[start ENTRIES SHOWN]
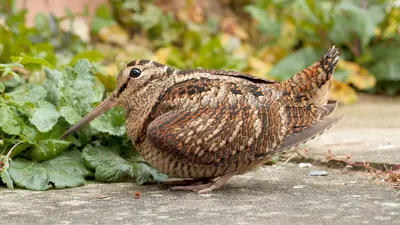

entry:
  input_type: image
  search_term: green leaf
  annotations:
[43,68,62,105]
[82,145,132,182]
[11,55,54,69]
[68,50,104,66]
[28,139,70,161]
[0,155,14,189]
[90,107,125,136]
[7,83,47,105]
[9,143,33,158]
[0,104,21,135]
[9,157,49,190]
[9,150,91,190]
[59,59,104,124]
[82,144,167,184]
[268,47,318,80]
[0,81,6,93]
[29,101,60,132]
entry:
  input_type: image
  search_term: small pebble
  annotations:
[133,191,141,199]
[299,163,312,168]
[308,170,329,176]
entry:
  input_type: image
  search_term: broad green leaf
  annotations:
[90,107,125,136]
[29,101,60,132]
[43,68,62,105]
[9,150,91,190]
[59,59,104,124]
[60,105,82,124]
[268,47,318,80]
[82,145,132,182]
[11,55,54,69]
[7,83,47,105]
[0,81,6,93]
[28,139,70,162]
[82,144,167,184]
[68,50,104,66]
[9,157,49,191]
[21,124,38,142]
[7,143,33,158]
[35,118,70,141]
[0,104,21,135]
[0,155,14,189]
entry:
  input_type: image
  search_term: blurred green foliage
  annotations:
[0,0,400,190]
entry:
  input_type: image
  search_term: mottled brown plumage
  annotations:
[62,47,341,193]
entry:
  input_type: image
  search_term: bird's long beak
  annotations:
[61,95,119,139]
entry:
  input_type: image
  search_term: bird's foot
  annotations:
[171,173,235,194]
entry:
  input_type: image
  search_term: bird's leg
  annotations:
[162,177,213,186]
[171,172,236,194]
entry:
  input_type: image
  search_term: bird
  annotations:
[62,46,343,193]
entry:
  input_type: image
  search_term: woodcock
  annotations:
[63,47,343,193]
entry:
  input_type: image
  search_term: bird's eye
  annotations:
[129,68,142,78]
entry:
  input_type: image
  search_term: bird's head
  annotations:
[61,60,174,139]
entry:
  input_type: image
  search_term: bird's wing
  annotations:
[145,79,334,165]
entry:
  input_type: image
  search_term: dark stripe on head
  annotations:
[127,59,165,67]
[117,82,129,97]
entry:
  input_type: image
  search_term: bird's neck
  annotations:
[124,74,175,141]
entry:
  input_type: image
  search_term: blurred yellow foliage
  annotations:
[330,80,358,105]
[338,60,376,90]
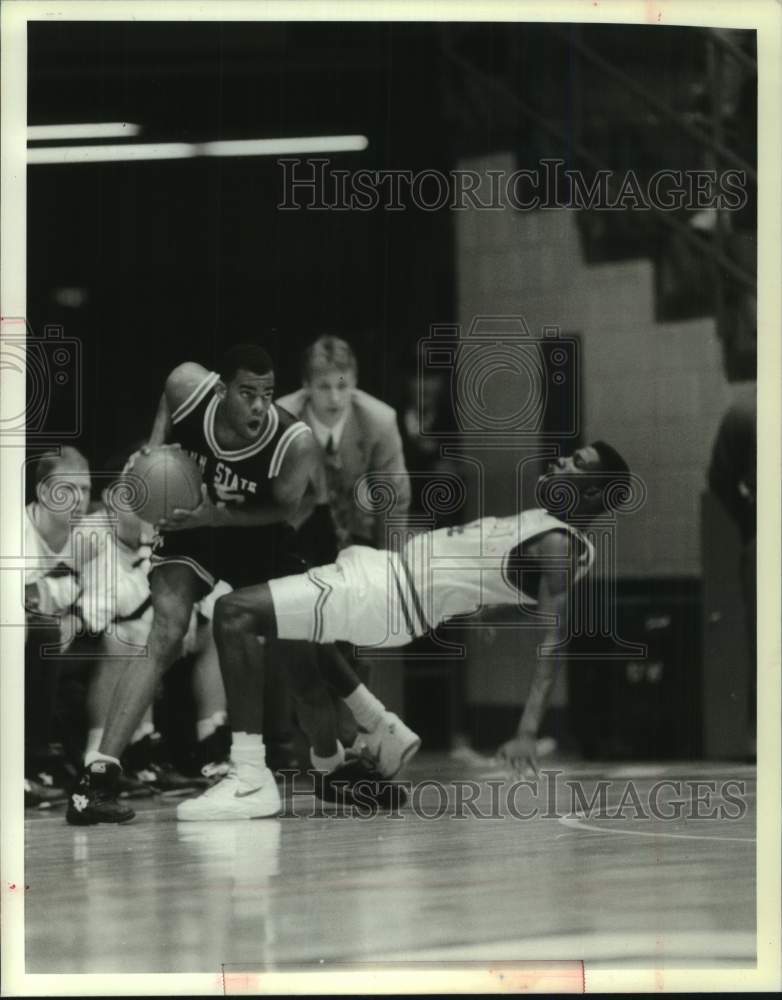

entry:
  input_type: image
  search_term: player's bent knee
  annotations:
[214,594,257,635]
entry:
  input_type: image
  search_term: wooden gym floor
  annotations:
[25,751,755,973]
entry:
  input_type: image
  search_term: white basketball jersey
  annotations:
[79,512,152,634]
[24,502,84,614]
[403,508,594,628]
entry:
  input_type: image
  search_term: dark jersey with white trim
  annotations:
[152,372,311,588]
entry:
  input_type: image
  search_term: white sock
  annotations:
[196,712,228,741]
[231,733,267,788]
[342,684,386,733]
[84,750,119,767]
[130,722,155,743]
[310,740,345,774]
[84,726,103,764]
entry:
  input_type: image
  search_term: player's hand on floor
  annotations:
[496,736,538,778]
[155,484,215,531]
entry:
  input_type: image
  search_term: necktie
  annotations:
[324,434,350,549]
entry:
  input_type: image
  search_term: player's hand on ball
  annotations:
[122,442,182,472]
[497,734,538,778]
[156,484,215,531]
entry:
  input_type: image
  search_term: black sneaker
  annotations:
[315,757,407,810]
[65,760,136,826]
[188,726,231,781]
[122,733,208,795]
[117,768,157,799]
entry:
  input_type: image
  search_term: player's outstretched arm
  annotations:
[129,361,210,456]
[497,532,573,775]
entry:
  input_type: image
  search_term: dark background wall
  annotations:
[27,23,453,462]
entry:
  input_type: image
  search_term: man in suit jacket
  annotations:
[277,336,410,549]
[276,335,414,747]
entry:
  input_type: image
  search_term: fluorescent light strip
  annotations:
[199,135,369,156]
[27,122,141,142]
[27,135,369,165]
[27,142,196,164]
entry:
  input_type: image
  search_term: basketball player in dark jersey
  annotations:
[177,441,629,820]
[67,345,368,825]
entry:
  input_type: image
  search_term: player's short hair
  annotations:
[301,333,358,382]
[33,444,87,486]
[217,344,274,383]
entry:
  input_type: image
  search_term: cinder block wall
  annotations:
[455,154,731,577]
[455,154,731,708]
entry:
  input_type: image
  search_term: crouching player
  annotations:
[178,441,629,819]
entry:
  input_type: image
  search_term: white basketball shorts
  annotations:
[269,545,425,647]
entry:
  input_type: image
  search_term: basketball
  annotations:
[126,447,203,524]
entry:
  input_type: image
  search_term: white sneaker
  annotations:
[351,712,421,778]
[176,767,282,821]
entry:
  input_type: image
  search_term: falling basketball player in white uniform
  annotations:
[177,441,629,820]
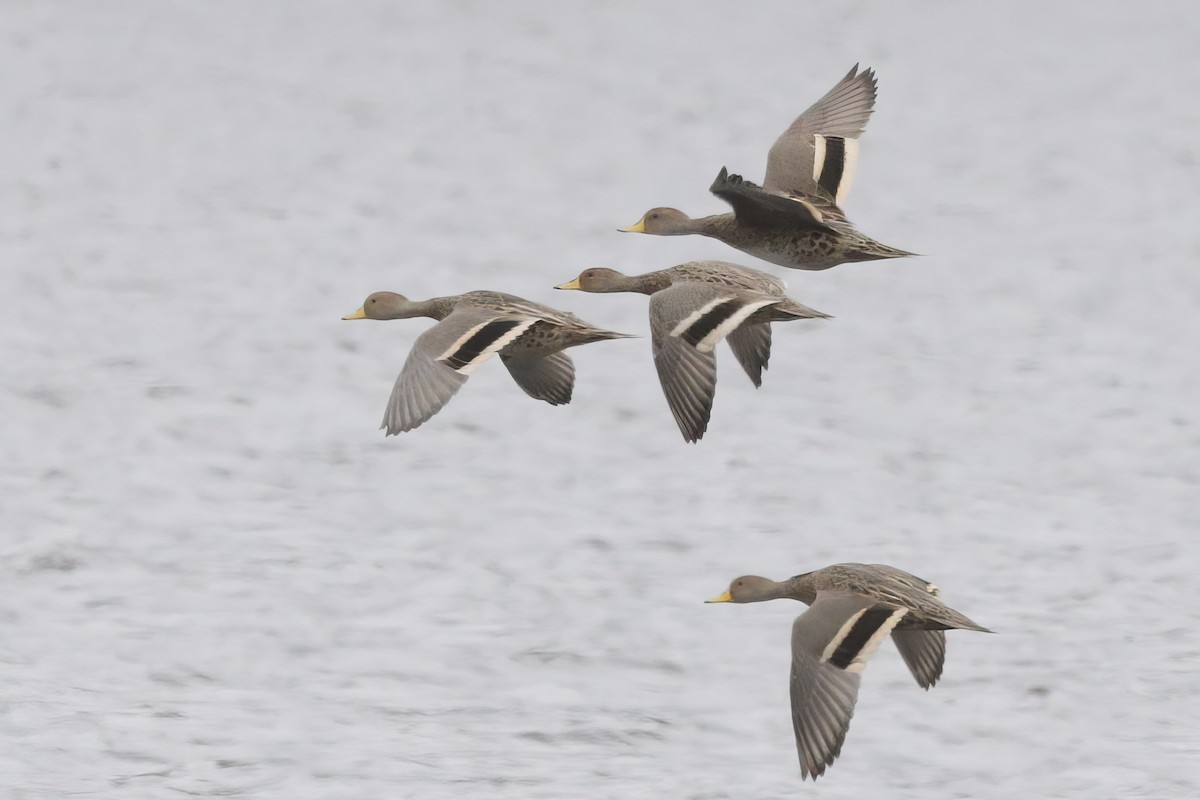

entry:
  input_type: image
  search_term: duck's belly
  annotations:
[738,230,847,270]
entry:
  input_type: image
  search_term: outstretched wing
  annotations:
[763,64,876,206]
[892,630,946,688]
[791,591,905,780]
[726,323,770,386]
[379,307,538,435]
[650,282,780,441]
[500,350,575,405]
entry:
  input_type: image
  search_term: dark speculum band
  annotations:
[442,319,521,372]
[817,137,846,198]
[680,297,742,347]
[829,608,896,669]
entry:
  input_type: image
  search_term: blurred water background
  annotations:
[0,0,1200,800]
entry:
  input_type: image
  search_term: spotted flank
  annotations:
[821,606,908,672]
[812,133,858,207]
[670,297,779,353]
[437,319,538,375]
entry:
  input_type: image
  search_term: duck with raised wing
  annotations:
[619,64,913,270]
[554,261,829,441]
[342,291,630,435]
[707,564,991,780]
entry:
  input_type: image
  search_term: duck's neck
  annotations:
[385,297,456,320]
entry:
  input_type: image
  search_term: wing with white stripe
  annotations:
[791,591,905,778]
[762,64,876,205]
[379,308,536,435]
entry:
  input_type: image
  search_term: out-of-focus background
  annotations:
[0,0,1200,800]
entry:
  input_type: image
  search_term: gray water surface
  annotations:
[0,0,1200,800]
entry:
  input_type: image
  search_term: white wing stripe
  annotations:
[696,299,779,353]
[821,608,908,673]
[437,319,538,375]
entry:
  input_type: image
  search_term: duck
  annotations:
[342,290,631,435]
[706,564,991,781]
[554,261,829,443]
[618,64,914,270]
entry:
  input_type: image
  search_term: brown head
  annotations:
[617,207,696,236]
[554,266,630,291]
[704,575,785,603]
[342,291,413,319]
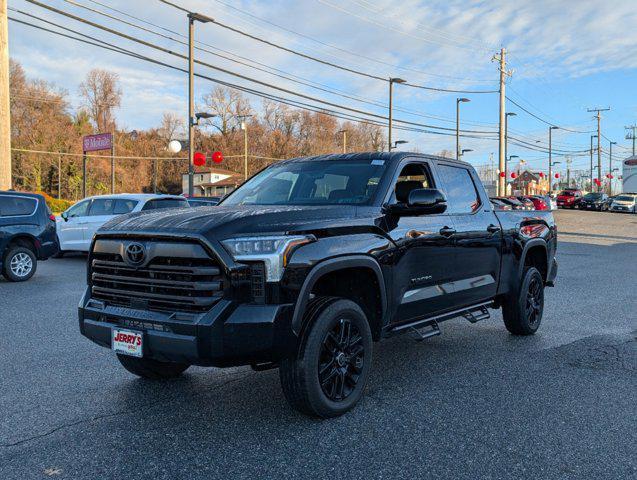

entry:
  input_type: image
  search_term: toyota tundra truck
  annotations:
[79,152,557,418]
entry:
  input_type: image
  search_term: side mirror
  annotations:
[384,188,447,216]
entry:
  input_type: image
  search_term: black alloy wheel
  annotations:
[318,318,365,402]
[526,276,544,326]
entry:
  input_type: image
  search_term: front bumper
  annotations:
[78,289,296,367]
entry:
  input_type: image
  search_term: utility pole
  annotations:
[188,12,214,197]
[624,123,637,157]
[0,0,12,190]
[549,125,560,195]
[587,107,610,192]
[387,77,405,152]
[493,48,511,195]
[590,135,597,191]
[608,141,617,195]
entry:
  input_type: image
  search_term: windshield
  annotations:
[584,193,602,200]
[223,160,385,205]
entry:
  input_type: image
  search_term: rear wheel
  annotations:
[279,297,372,418]
[117,353,190,380]
[2,246,38,282]
[502,267,544,335]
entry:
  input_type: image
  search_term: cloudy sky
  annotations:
[9,0,637,169]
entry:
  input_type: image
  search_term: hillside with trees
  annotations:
[10,61,386,200]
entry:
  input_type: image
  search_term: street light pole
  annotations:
[188,13,213,197]
[387,77,405,152]
[549,125,559,195]
[590,135,597,192]
[608,142,617,195]
[456,98,471,160]
[504,112,517,187]
[338,130,347,153]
[end ENTRIES SHOWN]
GOAL: Rename the field "search_term" to "query_text" in all of the records above and write them out again with nothing else changed. Leave the pictures out of your answer.

REPLY:
entry:
  input_type: image
  query_text: green leaf
  annotations:
[43,68,62,105]
[82,145,132,182]
[11,55,54,69]
[68,50,104,66]
[28,139,70,161]
[0,155,14,189]
[90,107,125,136]
[7,83,47,105]
[9,143,33,158]
[0,104,21,135]
[9,157,49,190]
[9,150,91,190]
[59,59,104,124]
[82,144,167,184]
[268,47,318,80]
[0,81,6,93]
[29,101,60,132]
entry:
  input_type: image
  query_text: small pebble
  annotations:
[133,191,141,199]
[299,163,312,168]
[308,170,329,176]
entry:
  input_type: image
  query_text: broad green leaf
  annotations:
[90,107,125,136]
[29,101,60,132]
[43,68,62,105]
[9,150,91,190]
[59,59,104,124]
[60,105,82,124]
[268,47,318,80]
[82,145,132,182]
[11,55,54,69]
[7,83,47,105]
[0,81,6,93]
[28,139,70,162]
[82,144,167,184]
[68,50,104,66]
[9,157,49,191]
[21,124,38,142]
[7,143,33,158]
[35,118,70,141]
[0,104,21,135]
[0,155,14,189]
entry:
  input_type: image
  query_text: blurred green foliage
  annotations:
[0,0,400,190]
entry:
  input_type: image
  query_text: mottled brown plumage
  annotations:
[62,47,341,193]
entry:
  input_type: image
  query_text: bird's long beak
  annotations:
[61,95,119,139]
entry:
  input_type: image
  query_text: bird's foot
  annotations:
[171,173,235,194]
entry:
  input_type: image
  query_text: bird's leg
  annotations:
[162,177,213,186]
[171,172,236,194]
entry:
  input_type: image
  query_text: bird
  annotations:
[62,46,343,193]
entry:
  input_type: image
  query_text: woodcock
  annotations:
[63,47,343,193]
entry:
  input_type: image
  query_text: bird's eye
  annotations:
[129,68,142,78]
entry:
  input_type: image
  query_text: bird's head
  annotations:
[61,60,174,139]
entry:
  input_type: image
  query_text: bird's wing
  annotations:
[145,79,334,165]
entry:
  input_type: image
  query_text: dark stripe on head
  annotations:
[127,59,165,67]
[117,82,129,97]
entry:
  input_type: image
  query_text: bird's neck
  annotations:
[124,74,175,141]
entry:
  input_type: image
  query_text: blurred yellow foliage
  annotations:
[330,80,358,105]
[338,60,376,90]

entry:
  input_type: image
  query_text: player's bent knee
  annotations:
[214,594,257,635]
entry:
  input_type: image
  query_text: wooden gym floor
  annotations:
[25,751,755,973]
entry:
  input_type: image
  query_text: white basketball jersey
  annotations:
[79,512,152,634]
[24,502,84,614]
[403,508,594,628]
entry:
  input_type: image
  query_text: dark jersey with white trim
  annotations:
[152,372,311,588]
entry:
  input_type: image
  query_text: white sock
  annotations:
[196,712,228,741]
[231,733,267,788]
[342,684,386,733]
[84,750,119,767]
[130,722,155,743]
[310,740,345,774]
[84,726,103,764]
entry:
  input_type: image
  query_text: player's hand on floor
  annotations:
[496,736,538,778]
[155,484,215,531]
entry:
  input_type: image
  query_text: necktie
  annotations:
[324,434,350,549]
entry:
  input_type: image
  query_text: player's hand on ball
  annotations:
[122,442,182,472]
[497,734,538,778]
[156,484,215,531]
entry:
  input_type: image
  query_text: black sneaker
  annotations:
[315,757,407,810]
[65,760,136,826]
[188,726,231,781]
[122,733,208,795]
[117,768,157,799]
entry:
  input_type: image
  query_text: player's outstretched arm
  annotations:
[129,361,210,456]
[497,532,573,775]
entry:
  input_type: image
  query_text: dark background wall
  annotations:
[27,23,453,462]
entry:
  input_type: image
  query_text: man in suit jacket
  annotations:
[277,336,410,549]
[276,335,414,747]
entry:
  input_type: image
  query_text: fluorescent light strip
  annotations:
[199,135,369,156]
[27,122,141,142]
[27,135,369,165]
[27,142,196,164]
entry:
  input_type: image
  query_text: basketball player in dark jersey
  annotations:
[177,441,629,820]
[67,345,368,825]
entry:
  input_type: image
  query_text: player's short hair
  annotations:
[301,333,358,382]
[33,444,87,486]
[217,344,274,383]
entry:
  input_type: image
  query_text: cinder block wall
  annotations:
[455,154,731,577]
[455,154,731,708]
entry:
  input_type: image
  query_text: crouching player
  annotations:
[178,441,629,819]
entry:
  input_type: image
  query_text: white basketball shorts
  annotations:
[269,545,425,647]
entry:
  input_type: image
  query_text: basketball
  annotations:
[126,447,203,524]
entry:
  input_type: image
  query_text: white sneaker
  annotations:
[351,712,421,778]
[176,767,282,821]
entry:
  input_type: image
  query_text: falling basketball player in white uniform
  annotations:
[177,441,629,820]

entry:
  input_type: image
  query_text: duck's belly
  annotations:
[738,230,847,270]
entry:
  input_type: image
  query_text: outstretched wing
  annotations:
[763,64,876,206]
[892,630,946,688]
[791,591,905,780]
[726,323,770,386]
[379,307,538,435]
[650,282,780,441]
[500,350,575,405]
entry:
  input_type: image
  query_text: dark speculum band
  annotations:
[442,319,521,372]
[817,137,846,198]
[680,297,742,347]
[829,608,896,669]
entry:
  input_type: image
  query_text: blurred water background
  annotations:
[0,0,1200,800]
entry:
  input_type: image
  query_text: spotted flank
  annotations:
[821,606,908,672]
[812,133,858,207]
[670,297,779,353]
[437,319,538,375]
entry:
  input_type: image
  query_text: duck with raised wing
  annotations:
[619,64,913,270]
[554,261,829,441]
[342,291,630,435]
[707,564,991,780]
entry:
  input_type: image
  query_text: duck's neck
  annotations:
[385,297,456,320]
entry:
  input_type: image
  query_text: wing with white stripe
  annotations:
[791,591,905,778]
[762,64,876,205]
[379,308,536,435]
entry:
  input_type: image
  query_text: out-of-focus background
  annotations:
[0,0,1200,800]
entry:
  input_type: image
  query_text: gray water surface
  annotations:
[0,0,1200,800]
entry:
  input_type: image
  query_text: white wing stripe
  annotations:
[696,299,779,353]
[821,608,908,673]
[437,319,538,375]
entry:
  input_type: image
  query_text: duck
  annotations:
[342,290,631,435]
[706,564,991,781]
[554,261,829,443]
[618,64,914,270]
entry:
  input_type: image
  query_text: brown head
  annotations:
[617,207,696,236]
[554,266,630,291]
[704,575,785,603]
[342,291,413,319]

entry:
  input_type: image
  query_text: toyota tundra truck
  annotations:
[79,152,557,418]
entry:
  input_type: image
  query_text: side mirror
  annotations:
[384,188,447,216]
entry:
  input_type: image
  query_text: black alloy wheel
  annotations:
[318,318,365,402]
[526,276,544,326]
entry:
  input_type: image
  query_text: front bumper
  annotations:
[78,289,296,367]
entry:
  input_type: image
  query_text: utility pole
  annotations:
[188,12,214,197]
[624,123,637,157]
[0,0,12,190]
[549,125,560,195]
[587,107,610,192]
[387,77,405,152]
[493,48,511,195]
[590,135,597,191]
[608,141,617,195]
entry:
  input_type: image
  query_text: windshield
  annotations:
[584,193,602,200]
[223,160,385,205]
entry:
  input_type: image
  query_text: rear wheel
  annotations:
[279,297,372,418]
[117,353,190,380]
[2,246,38,282]
[502,267,544,335]
entry:
  input_type: image
  query_text: cloudy sky
  annotations:
[9,0,637,169]
entry:
  input_type: image
  query_text: hillside with trees
  annotations:
[10,61,386,200]
entry:
  input_type: image
  query_text: street light pole
  annotations:
[188,13,213,197]
[387,77,405,152]
[549,125,559,195]
[590,135,597,192]
[608,142,617,195]
[456,98,471,160]
[504,112,517,187]
[338,130,347,153]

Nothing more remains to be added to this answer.